Collection entries
---
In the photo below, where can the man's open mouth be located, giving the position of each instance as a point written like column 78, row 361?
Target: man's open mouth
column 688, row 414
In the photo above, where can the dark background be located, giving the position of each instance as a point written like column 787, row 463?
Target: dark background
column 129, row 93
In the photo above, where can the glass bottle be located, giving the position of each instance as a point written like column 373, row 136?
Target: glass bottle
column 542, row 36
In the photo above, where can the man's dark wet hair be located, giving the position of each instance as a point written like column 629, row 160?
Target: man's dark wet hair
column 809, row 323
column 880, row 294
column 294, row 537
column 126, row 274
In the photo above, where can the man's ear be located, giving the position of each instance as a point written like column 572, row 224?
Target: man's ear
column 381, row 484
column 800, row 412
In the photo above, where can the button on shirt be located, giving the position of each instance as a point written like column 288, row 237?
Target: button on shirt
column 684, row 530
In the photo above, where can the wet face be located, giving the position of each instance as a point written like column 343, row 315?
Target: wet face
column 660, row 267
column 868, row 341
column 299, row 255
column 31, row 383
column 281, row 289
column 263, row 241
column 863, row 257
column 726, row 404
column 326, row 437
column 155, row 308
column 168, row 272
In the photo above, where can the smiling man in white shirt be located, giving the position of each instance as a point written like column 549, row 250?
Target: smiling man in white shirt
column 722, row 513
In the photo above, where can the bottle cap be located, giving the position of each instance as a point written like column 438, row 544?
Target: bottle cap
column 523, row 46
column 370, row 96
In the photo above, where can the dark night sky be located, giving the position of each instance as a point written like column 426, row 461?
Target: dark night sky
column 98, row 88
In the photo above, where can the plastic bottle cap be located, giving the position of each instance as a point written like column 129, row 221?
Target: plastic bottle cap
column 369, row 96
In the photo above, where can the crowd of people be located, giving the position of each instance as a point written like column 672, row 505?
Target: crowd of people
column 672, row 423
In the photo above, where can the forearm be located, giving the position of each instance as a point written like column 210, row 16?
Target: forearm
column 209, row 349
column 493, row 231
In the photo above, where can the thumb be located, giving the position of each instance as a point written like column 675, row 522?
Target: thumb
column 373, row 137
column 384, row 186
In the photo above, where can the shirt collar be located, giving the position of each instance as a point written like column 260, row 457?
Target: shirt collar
---
Copy out every entry, changing "Target" to "Label" everywhere it occurs and leaving the rest unaltered.

In the photo below, where can the man's open mouth be located, giving the position of each instance as a point written like column 78, row 361?
Label: man's open mouth
column 688, row 414
In the photo above, where can the dark background be located, giving the position of each instance as a point written like column 787, row 463?
Label: dark background
column 129, row 93
In the photo above, where can the glass bottle be located, giving the position of each instance as a point written like column 373, row 136?
Label: glass bottle
column 542, row 36
In the photo above, where can the man's dark wet hair be located, giving the position of each instance as a point written like column 629, row 160?
Label: man's dark wet hair
column 809, row 323
column 880, row 294
column 294, row 537
column 126, row 274
In the photo above, where can the man's ear be located, giving the position of each instance as a point written like column 572, row 224?
Label: man's ear
column 381, row 484
column 800, row 412
In the photo above, where can the button on shirt be located, giving the position of each instance as a point written like column 288, row 237?
Label: button on shirt
column 684, row 530
In the photo above, where can the wet face be located, giving the position of each instance as a point written like column 343, row 315?
Label: wet face
column 660, row 267
column 868, row 341
column 299, row 255
column 31, row 383
column 281, row 289
column 263, row 241
column 863, row 257
column 726, row 404
column 326, row 437
column 155, row 308
column 168, row 272
In the photo above, where can the smiling man in white shirt be located, giving the position of each instance as a point written like column 549, row 250?
Label: smiling man in white shirt
column 722, row 513
In the photo above, where can the bottle cap be located, giving the position of each instance as a point written like column 438, row 544?
Label: bottle cap
column 523, row 46
column 370, row 96
In the photo above, where can the dark night sky be located, giving the position of each instance as a point written like column 426, row 461?
Label: dark night sky
column 98, row 88
In the photo above, where can the plastic bottle cap be located, giving the position of each instance as a point written like column 129, row 221?
Label: plastic bottle cap
column 369, row 96
In the photo above, where can the crowd of people be located, giving the position of each instance as a point written like column 672, row 505?
Label: crowd of people
column 672, row 423
In the photo above, where can the forearm be located, giving the position of each instance as a point written like column 210, row 16?
Label: forearm
column 209, row 349
column 493, row 231
In the photo above, where can the thumb be located, giving the position of each instance as a point written like column 675, row 522?
Label: thumb
column 373, row 137
column 384, row 186
In the photo above, where can the shirt collar be located, giving the position of each instance as a point written like column 260, row 457?
Label: shirt collar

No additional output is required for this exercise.